▶ Task item
In the copy, include no images. Reproduce the entries exactly.

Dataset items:
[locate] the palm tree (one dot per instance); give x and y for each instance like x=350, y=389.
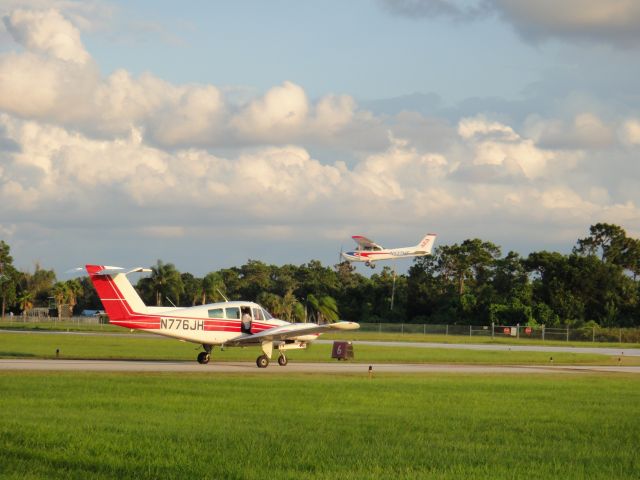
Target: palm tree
x=25, y=301
x=165, y=281
x=60, y=293
x=212, y=285
x=74, y=290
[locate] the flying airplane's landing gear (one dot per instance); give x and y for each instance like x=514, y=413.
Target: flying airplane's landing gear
x=263, y=361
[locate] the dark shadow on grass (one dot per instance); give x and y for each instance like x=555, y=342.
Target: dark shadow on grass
x=16, y=355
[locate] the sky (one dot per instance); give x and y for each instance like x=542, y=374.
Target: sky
x=209, y=133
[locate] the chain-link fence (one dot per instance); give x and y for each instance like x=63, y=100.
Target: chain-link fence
x=539, y=332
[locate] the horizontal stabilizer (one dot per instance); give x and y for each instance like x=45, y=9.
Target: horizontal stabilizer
x=115, y=270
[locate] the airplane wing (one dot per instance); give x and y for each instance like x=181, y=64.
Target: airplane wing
x=365, y=242
x=292, y=330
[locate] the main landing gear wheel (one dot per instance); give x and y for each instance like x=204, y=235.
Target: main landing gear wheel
x=263, y=361
x=203, y=358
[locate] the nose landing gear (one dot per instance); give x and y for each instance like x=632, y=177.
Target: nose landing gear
x=204, y=357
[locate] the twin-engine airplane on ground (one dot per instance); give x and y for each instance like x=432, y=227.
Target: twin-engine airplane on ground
x=229, y=324
x=370, y=252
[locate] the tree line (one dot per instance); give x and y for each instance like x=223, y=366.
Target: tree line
x=470, y=283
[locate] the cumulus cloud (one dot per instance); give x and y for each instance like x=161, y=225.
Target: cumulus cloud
x=495, y=144
x=615, y=22
x=584, y=132
x=47, y=32
x=158, y=160
x=630, y=132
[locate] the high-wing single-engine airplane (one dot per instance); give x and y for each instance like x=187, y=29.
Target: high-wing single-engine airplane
x=226, y=324
x=370, y=252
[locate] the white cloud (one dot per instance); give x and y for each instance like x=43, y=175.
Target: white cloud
x=281, y=112
x=586, y=130
x=630, y=132
x=616, y=22
x=495, y=144
x=154, y=159
x=613, y=21
x=47, y=31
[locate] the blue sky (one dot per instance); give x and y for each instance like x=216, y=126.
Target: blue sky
x=209, y=133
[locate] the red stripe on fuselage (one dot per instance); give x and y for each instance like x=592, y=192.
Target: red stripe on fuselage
x=120, y=312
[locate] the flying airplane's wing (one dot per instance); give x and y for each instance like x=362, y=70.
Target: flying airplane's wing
x=364, y=242
x=284, y=332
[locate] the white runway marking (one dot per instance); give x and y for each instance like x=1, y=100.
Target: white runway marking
x=236, y=367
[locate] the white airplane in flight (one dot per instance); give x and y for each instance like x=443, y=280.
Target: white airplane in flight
x=370, y=252
x=228, y=324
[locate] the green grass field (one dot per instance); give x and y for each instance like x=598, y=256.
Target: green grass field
x=18, y=345
x=192, y=426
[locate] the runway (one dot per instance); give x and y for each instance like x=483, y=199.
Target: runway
x=621, y=351
x=274, y=368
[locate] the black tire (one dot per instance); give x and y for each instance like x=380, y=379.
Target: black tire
x=262, y=361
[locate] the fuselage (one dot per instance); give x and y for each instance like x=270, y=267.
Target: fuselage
x=373, y=255
x=212, y=324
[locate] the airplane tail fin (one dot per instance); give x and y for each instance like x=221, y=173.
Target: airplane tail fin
x=426, y=244
x=118, y=297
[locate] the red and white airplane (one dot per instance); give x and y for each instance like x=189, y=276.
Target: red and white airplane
x=228, y=324
x=370, y=252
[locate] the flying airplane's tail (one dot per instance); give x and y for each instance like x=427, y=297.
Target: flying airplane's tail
x=118, y=297
x=426, y=244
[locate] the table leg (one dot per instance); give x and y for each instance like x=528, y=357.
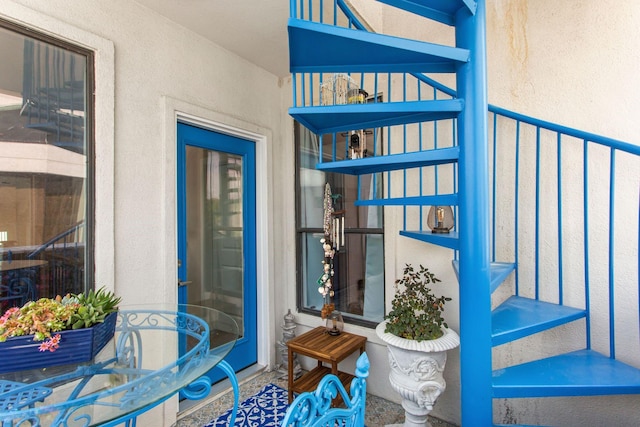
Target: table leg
x=236, y=391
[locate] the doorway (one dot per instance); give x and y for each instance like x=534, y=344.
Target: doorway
x=217, y=233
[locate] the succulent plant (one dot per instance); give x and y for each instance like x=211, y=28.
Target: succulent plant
x=46, y=316
x=416, y=313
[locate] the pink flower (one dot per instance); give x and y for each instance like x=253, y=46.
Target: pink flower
x=51, y=344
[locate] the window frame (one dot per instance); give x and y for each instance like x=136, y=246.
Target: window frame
x=89, y=132
x=300, y=232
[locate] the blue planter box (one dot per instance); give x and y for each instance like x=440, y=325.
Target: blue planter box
x=78, y=345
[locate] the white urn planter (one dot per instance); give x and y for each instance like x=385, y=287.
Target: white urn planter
x=416, y=371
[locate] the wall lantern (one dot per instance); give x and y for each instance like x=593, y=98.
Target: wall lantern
x=440, y=219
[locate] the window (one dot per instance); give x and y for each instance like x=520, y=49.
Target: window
x=359, y=265
x=46, y=167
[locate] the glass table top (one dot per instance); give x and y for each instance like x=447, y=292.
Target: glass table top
x=156, y=351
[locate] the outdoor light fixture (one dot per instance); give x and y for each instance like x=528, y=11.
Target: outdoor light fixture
x=440, y=219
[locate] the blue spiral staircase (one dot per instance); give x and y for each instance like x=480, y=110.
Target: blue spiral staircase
x=341, y=44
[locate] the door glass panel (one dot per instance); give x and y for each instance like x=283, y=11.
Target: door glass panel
x=215, y=234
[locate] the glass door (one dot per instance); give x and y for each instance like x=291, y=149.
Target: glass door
x=216, y=233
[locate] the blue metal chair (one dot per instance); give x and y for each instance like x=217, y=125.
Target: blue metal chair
x=313, y=409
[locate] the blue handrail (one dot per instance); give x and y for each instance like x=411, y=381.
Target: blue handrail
x=542, y=193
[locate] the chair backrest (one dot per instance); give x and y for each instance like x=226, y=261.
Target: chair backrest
x=313, y=409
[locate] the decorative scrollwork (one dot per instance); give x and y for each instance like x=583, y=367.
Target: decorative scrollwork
x=314, y=409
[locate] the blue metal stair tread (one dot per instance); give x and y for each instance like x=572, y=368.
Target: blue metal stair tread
x=445, y=240
x=443, y=11
x=499, y=272
x=579, y=373
x=316, y=47
x=519, y=317
x=432, y=200
x=346, y=117
x=391, y=162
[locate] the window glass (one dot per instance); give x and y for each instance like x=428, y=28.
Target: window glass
x=45, y=168
x=358, y=265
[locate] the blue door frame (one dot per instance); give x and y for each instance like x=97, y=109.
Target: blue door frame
x=245, y=351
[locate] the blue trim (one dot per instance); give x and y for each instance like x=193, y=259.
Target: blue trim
x=245, y=351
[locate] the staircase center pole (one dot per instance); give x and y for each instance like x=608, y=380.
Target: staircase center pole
x=475, y=275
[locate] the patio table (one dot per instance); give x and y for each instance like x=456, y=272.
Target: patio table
x=156, y=352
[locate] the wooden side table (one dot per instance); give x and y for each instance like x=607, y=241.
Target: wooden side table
x=325, y=348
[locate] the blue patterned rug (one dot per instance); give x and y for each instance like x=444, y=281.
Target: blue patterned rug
x=267, y=408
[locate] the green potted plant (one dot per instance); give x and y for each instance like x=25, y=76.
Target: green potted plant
x=417, y=338
x=75, y=327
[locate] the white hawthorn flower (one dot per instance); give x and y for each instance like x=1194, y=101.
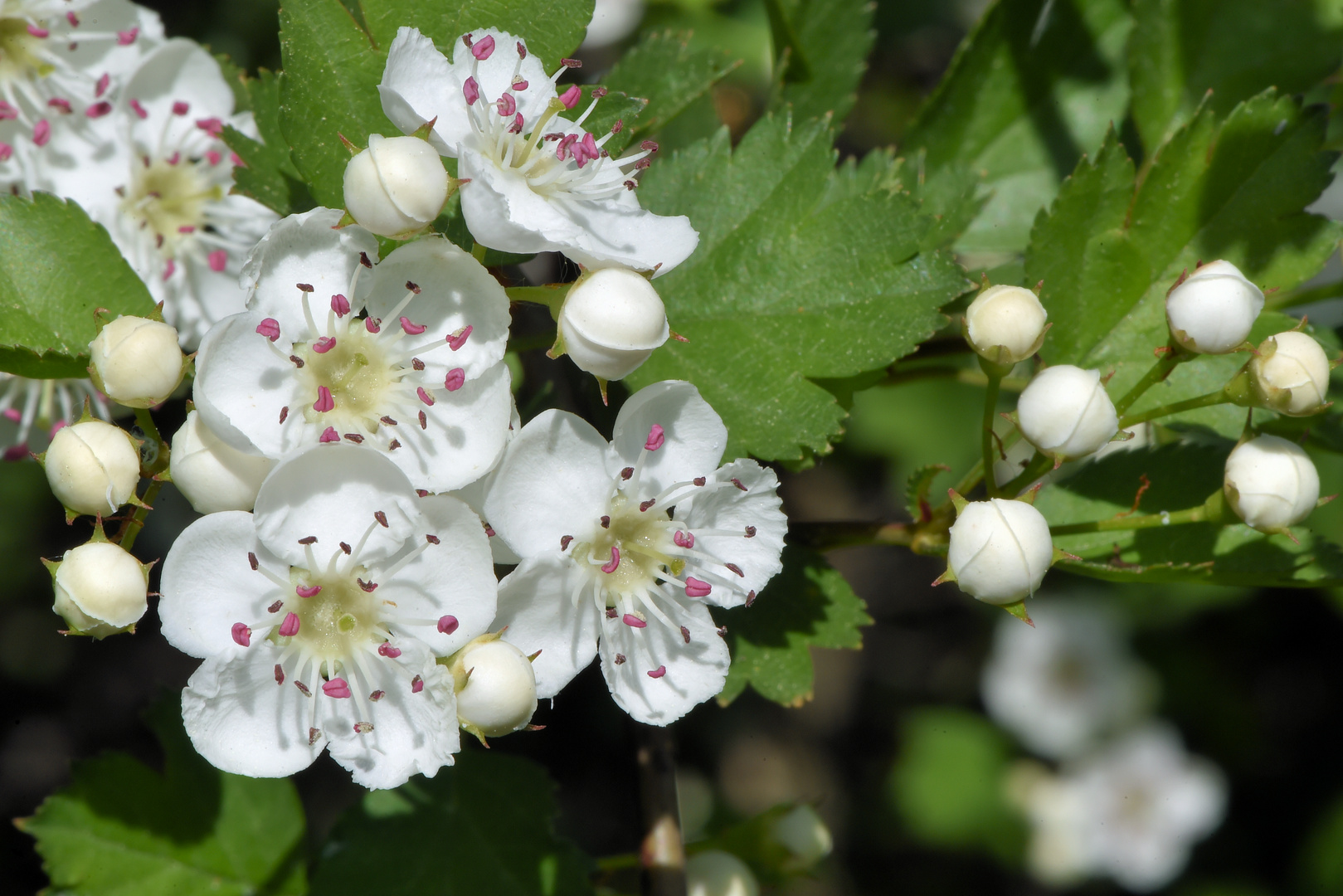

▶ Response box
[locate] the palm tree (one dot per instance); give x and y for each instance like x=350, y=389.
Target: palm tree
x=25, y=301
x=165, y=281
x=60, y=293
x=212, y=285
x=74, y=290
[locate] the flying airplane's landing gear (one dot per instance); give x and y for each instance like x=514, y=413.
Target: flying airplane's landing gear
x=263, y=361
[locate] the dark shadow on grass (one dot per instance); give x and y for each instance like x=555, y=342.
Target: dark shadow on grass
x=16, y=355
[locate] the sky (one dot per instance); give x and y for each instance like x=542, y=374.
Target: sky
x=209, y=133
[locate] the chain-link fence (one dot per instance); give x and y for each instance like x=63, y=100.
Target: chain-link fence
x=539, y=332
[locate] the horizontal stabilizer (one dot per instance); give x and y for each instance like x=45, y=9.
Target: horizontal stabilizer
x=115, y=270
[locate] the airplane wing (one dot per instance); give x and y for each instance like x=181, y=64.
Target: airplane wing
x=365, y=242
x=292, y=330
[locate] the main landing gear wheel (one dot per instance); give x and y for each instance like x=204, y=235.
Target: main landing gear wheel
x=263, y=361
x=203, y=358
[locate] the nose landing gear (one dot per instance); give x and y for each instance like x=632, y=177.
Target: nose landing gear
x=204, y=357
[locate] the twin-engine airplane on ground (one dot per instance); give x and y for each instance like x=432, y=227.
Target: twin-engine airplane on ground
x=229, y=324
x=370, y=252
[locate] the tree line (one dot per instance); give x and y for each instance like x=223, y=366.
Target: tree line
x=470, y=283
[locate] the cumulus cloud (one dot per instance); give x and y for each instance like x=161, y=225.
Target: cumulus cloud
x=495, y=144
x=615, y=22
x=584, y=132
x=47, y=32
x=158, y=160
x=630, y=132
[locate] the high-wing single-engine airplane (one dot per instance); give x and y for each instance like x=187, y=29.
Target: high-wing single-engine airplane
x=226, y=324
x=370, y=252
[locate] the white cloud (one dot per instance); give x and y for each instance like x=43, y=175.
Target: white cloud
x=281, y=112
x=586, y=130
x=630, y=132
x=616, y=22
x=495, y=144
x=154, y=159
x=613, y=21
x=47, y=31
[locate] the blue sky (one dot per instance); give x and y for each instance like x=216, y=126.
Target: blue sky
x=209, y=133
[locate] the red stripe on fuselage (one dot per instance); give x and y for each instance like x=592, y=192.
Target: red stripe on fuselage
x=120, y=312
[locate] the flying airplane's wing (one dot per instance); give x and y for each instance like x=362, y=70.
Target: flying airplane's wing
x=364, y=242
x=284, y=332
[locate] the white runway marking (one dot per instance); give x and y for each instance like x=1, y=100.
Target: white runway marking
x=236, y=367
[locate] the white airplane in flight (one dot per instance); give x and y for each instance like x=443, y=280.
Target: white airplane in flight
x=370, y=252
x=228, y=324
[locate] the green grass field (one dot per instance); give x and y for each instance like x=598, y=256.
Target: green grass field
x=18, y=345
x=192, y=426
[locate] the runway (one dot per instance); give x and y for each instance like x=483, y=199.
Target: runway
x=621, y=351
x=274, y=368
[locate] the black tire (one dot per instance); give x and y for each instance like x=380, y=379.
Target: black tire
x=262, y=361
[locate] the fuselage (one dot per instance); give x and y for each instance like x=270, y=267.
Target: fuselage
x=373, y=255
x=212, y=324
[locate] the airplane tail fin (one dot per instance); give x and y for each instance like x=221, y=173.
Target: airplane tail fin
x=426, y=244
x=118, y=297
[locate] the red and white airplane (one dot per instance); give x and y for each instance like x=189, y=276.
Target: red and white airplane
x=228, y=324
x=370, y=252
[locate] the flying airplane's tail (one dot per instance); give x and y for each instance like x=427, y=297.
Target: flying airplane's tail
x=118, y=297
x=426, y=244
[locate] the table leg (one dot per instance); give x and y for each instance like x=528, y=357.
Target: table leg
x=236, y=391
[locate] the doorway (one dot per instance); give x and y for each instance like x=534, y=344.
Target: doorway
x=217, y=233
[locate] the succulent plant (one dot per instance); give x and y for each instance like x=211, y=28.
Target: succulent plant
x=46, y=316
x=416, y=313
[locate] the pink flower (one dot per instance); give x and y for each instance like x=253, y=46.
Target: pink flower
x=51, y=344
[locate] the window frame (one dot per instance); give x and y for each instance like x=136, y=246.
Target: window frame
x=89, y=132
x=300, y=232
[locate] the blue planter box (one dot per instance); give x and y for each instance like x=440, y=325.
Target: blue planter box
x=78, y=345
[locate] the white urn planter (one dot per instance); give x and y for each instance like x=385, y=287.
Target: white urn planter
x=416, y=371
[locate] the wall lantern (one dot per instance); give x and y for each instance like x=593, y=98.
Target: wall lantern
x=440, y=219
[locate] the window (one dot per instance); give x and y for each instance like x=520, y=49.
Target: window
x=359, y=265
x=46, y=167
[locate] the glass table top (one dot per instance); give x and y for each instance like x=447, y=292.
Target: glass table top
x=156, y=351
[locate] the outdoor light fixture (one dot per instance); give x and y for each instance like x=528, y=11.
Target: outdoor light fixture
x=440, y=219
[locate] the blue spiral staircase (one dot per instance); give x and y for each instance like x=480, y=110.
Target: blue spiral staircase
x=341, y=44
[locate] the door glass panel (one dot per instance); give x and y for each instance like x=283, y=11.
Target: door glass panel
x=215, y=234
[locate] the glass door (one dot per instance); give x and y for each instance like x=291, y=149.
Target: glass door
x=216, y=233
[locate] the blue metal chair (one dot per instance); give x and y for each instance like x=217, y=125.
Target: blue metal chair
x=313, y=409
[locate] the blue handrail (one dot per instance); give x and y for each instance like x=411, y=381.
Target: blue handrail
x=542, y=193
[locate] the chair backrest (one dot per instance); give x and y for each instance like x=226, y=261.
Target: chair backrest
x=313, y=409
[locate] the decorative scrollwork (one dot per instance); give x and y for each instance like x=583, y=367.
Target: decorative scrollwork
x=314, y=409
[locate] the blue metal stair tread (one dot per instance); give x and y for each instance like x=572, y=368.
Target: blue metal stair tread
x=445, y=240
x=443, y=11
x=499, y=272
x=579, y=373
x=316, y=47
x=519, y=317
x=432, y=200
x=346, y=117
x=391, y=162
[locate] the window glass (one dot per instance); give x and y for each instance like x=428, y=28.
Target: window glass
x=45, y=168
x=358, y=265
[locate] the blue door frame (one dot per instance); give x and y for each instance like x=97, y=109.
Target: blue door frame
x=245, y=351
[locate] the blue trim (one dot per instance); give x and y for each instance like x=193, y=259.
Target: blue trim
x=245, y=351
[locate] the staircase center pole (one dot per instance); give x and y for each instance like x=608, y=380.
Target: staircase center pole
x=475, y=275
[locate] the patio table (one dot per instance); give x and y for each instance like x=456, y=272.
Target: patio table
x=156, y=352
[locate] the wooden side table (one dot per instance); give x and y for each instance like x=607, y=241.
Target: wooden side table
x=325, y=348
[locate] the blue patterned rug (one dot per instance); give x and y for each instance like x=444, y=281.
Target: blue patterned rug
x=267, y=408
[locate] the green potted plant (one dot per instance); give x and y for each instance like x=25, y=76.
Target: green potted plant
x=417, y=338
x=75, y=327
[locate] the white hawthorn flower (one dot per instance); give x and y for each instance like x=1194, y=101.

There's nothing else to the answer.